→ Consegna: Nel brano sulla nascita delle nazioni, quale Stato viene indicato come esempio di Stato multinazionale?

→ Brano proposto:
»»

Lo stesso non vale per quegli
Stati che sono sorti come entità dinastiche sotto l’assolutismo, senza la
collaborazione diretta delle loro classi borghesi e che, di conseguenza,
attraverso la conquista sono arrivati a comprendere popolazioni che parlano
molte lingue diverse. Quando la penetrazione del capitalismo inizia a farsi
strada in uno di questi Stati, sorgono diverse nazioni all’interno dello stesso
Stato, che diventa uno Stato multinazionale come oggi l’Austria. La causa della
comparsa di nuove nazioni accanto alle vecchie risiede ancora una volta nel
fatto che la competizione è alla base dell’esistenza delle classi borghesi
[sottolineatura originale di Pannekoek]. Quando le classi moderne sono sorte da
un gruppo di popolazione puramente contadina, quando grandi masse si sono
insediate nelle città come lavoratori industriali, presto seguiti da piccoli
commercianti, intellettuali e proprietari di fabbriche, questi ultimi sono
stati costretti a organizzarsi per conto proprio in modo tale da far prosperare
i loro affari con queste masse che parlavano tutte la stessa lingua, ponendo quindi
l’accento sulla loro nazionalità. La nazione, in quanto comunità coesa,
costituisce per gli elementi che ne fanno parte un mercato, una base di
clienti, un bacino privilegiato di sfruttamento in cui questi capitalisti hanno
un vantaggio rispetto ai loro concorrenti di altre nazioni. Per formare una
comunità con classi moderne, queste devono elaborare una lingua scritta comune,
che è necessaria come mezzo di comunicazione e diventa la lingua della cultura
e della letteratura.
Il contatto permanente tra le
classi della società borghese e il potere statale, che finora aveva conosciuto
solo il tedesco come lingua ufficiale di comunicazione, le obbliga ora a
lottare per il riconoscimento delle loro lingue, delle loro scuole e dei loro
apparati amministrativi. Poiché lo Stato deve rappresentare gli interessi della
borghesia e deve darle un sostegno materiale, ogni borghesia nazionale deve
assicurarsi la massima influenza possibile sullo Stato. Per conquistare questa
influenza deve lottare contro le borghesie delle altre nazioni: più riesce a
radunare l’intera nazione intorno a sé in questa lotta, più potere essa esercita.

««

→ Materiale:
»»

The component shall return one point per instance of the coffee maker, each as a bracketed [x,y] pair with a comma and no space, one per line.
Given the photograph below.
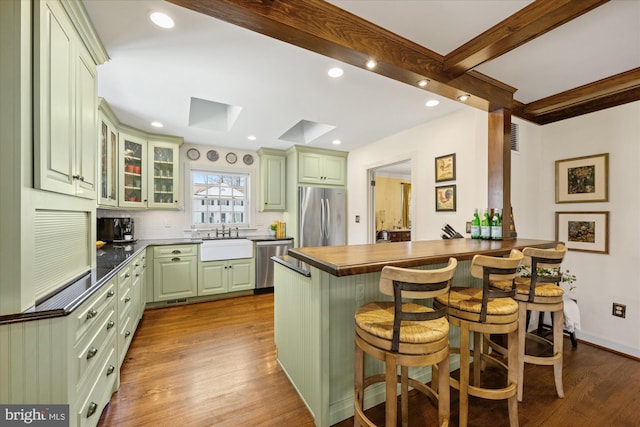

««

→ Soluzione: L'Austria.